-- START OF Information given --

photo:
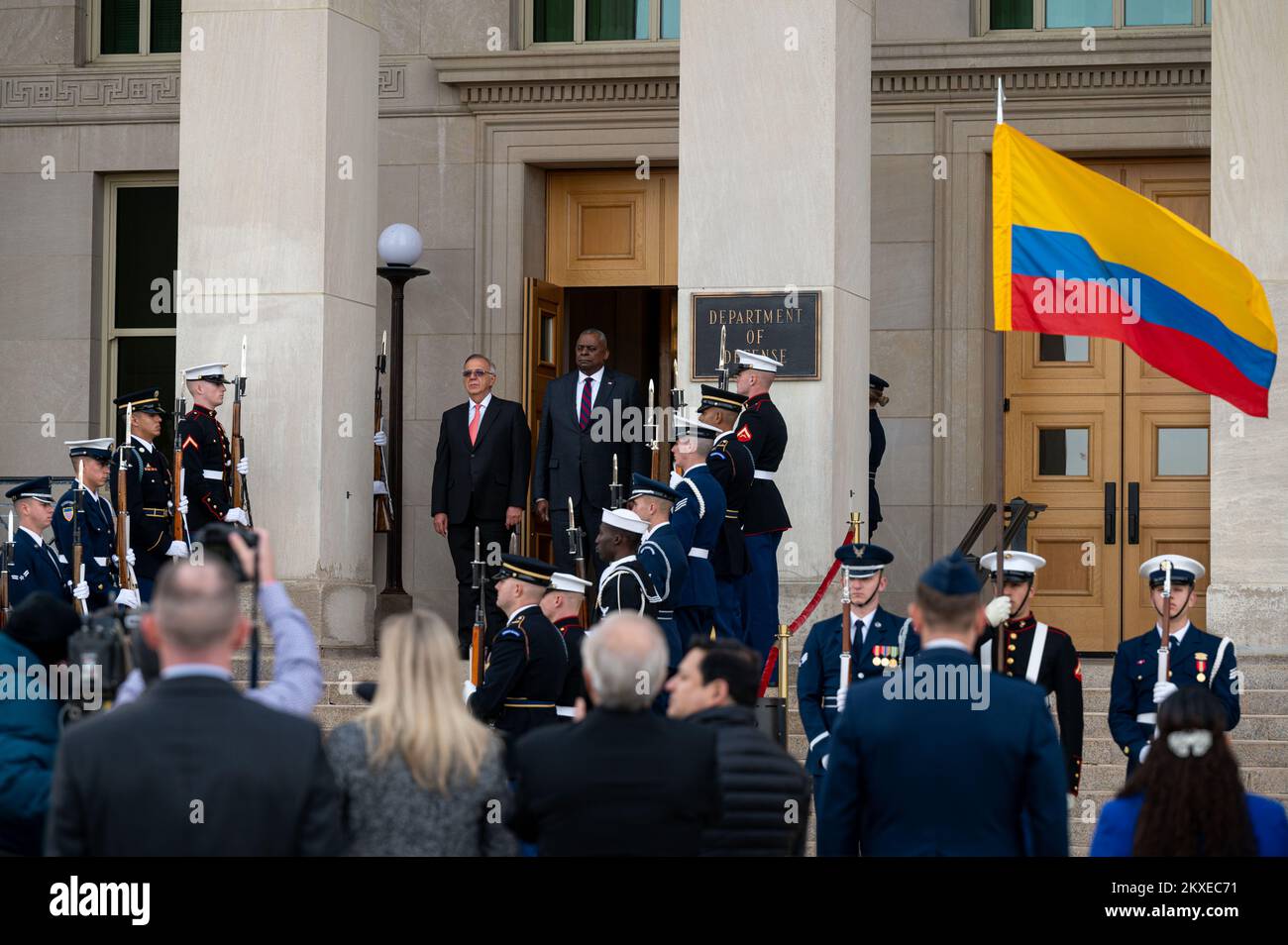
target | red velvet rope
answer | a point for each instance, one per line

-- END OF Information given --
-- START OF Information given --

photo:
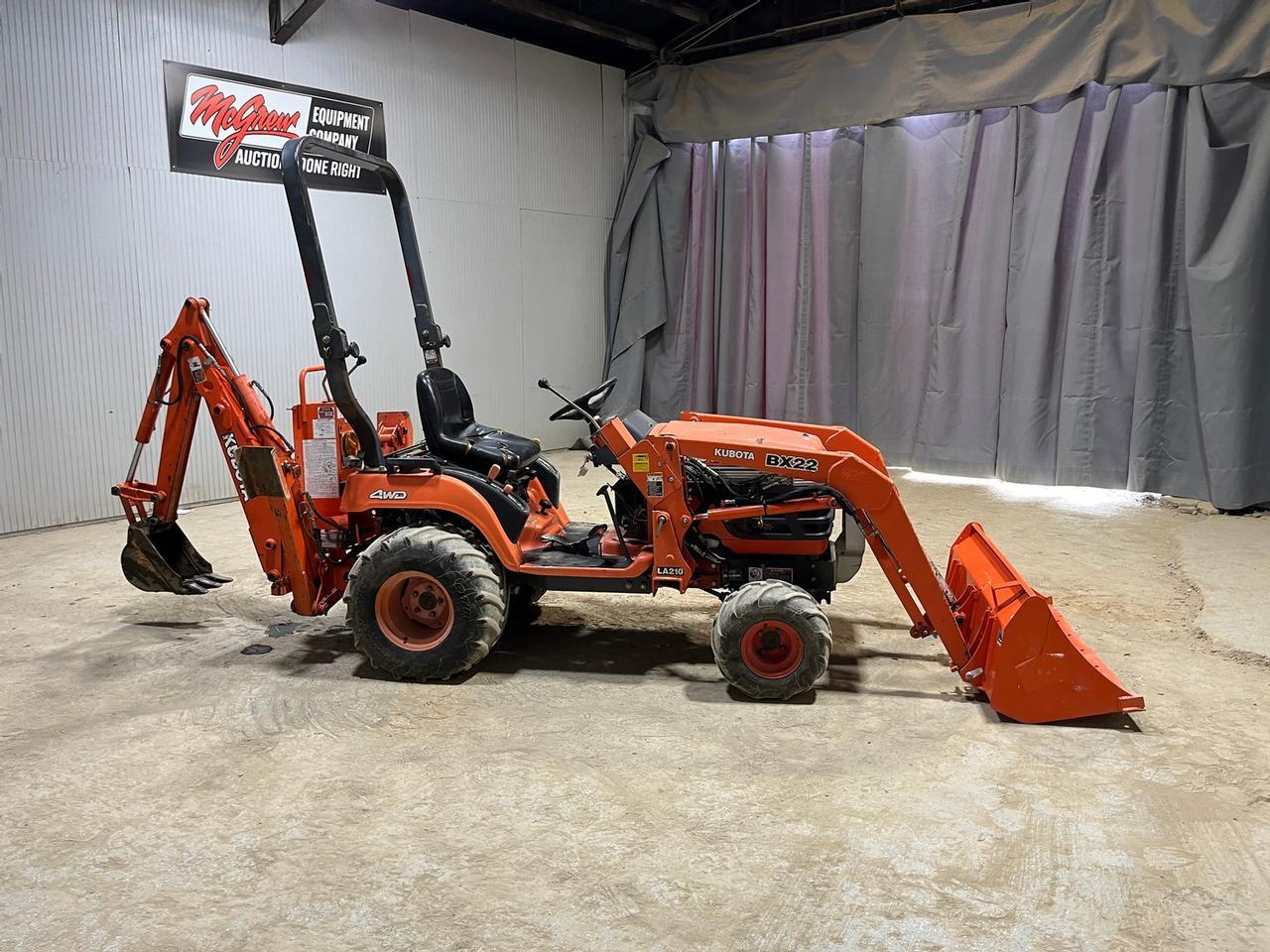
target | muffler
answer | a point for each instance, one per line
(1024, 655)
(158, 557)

-- END OF Information given --
-- START OF Information given --

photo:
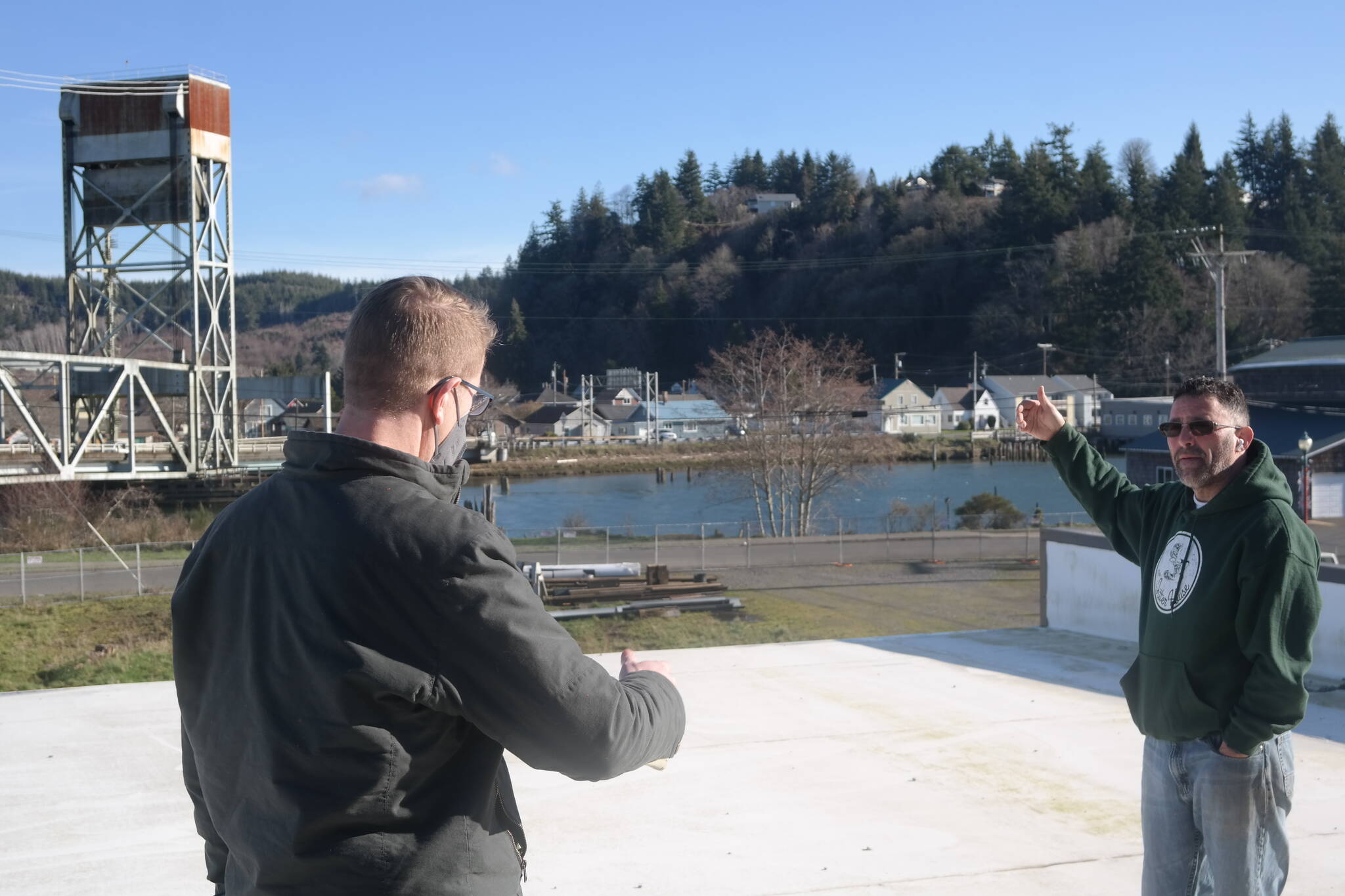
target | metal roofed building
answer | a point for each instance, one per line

-- END OF Information given --

## Your instructions
Pick out each line in the three blocks above that contains the word "target", and copy those lines unchanged.

## Response below
target | red velvet rope
target | muffler
target | metal roofed building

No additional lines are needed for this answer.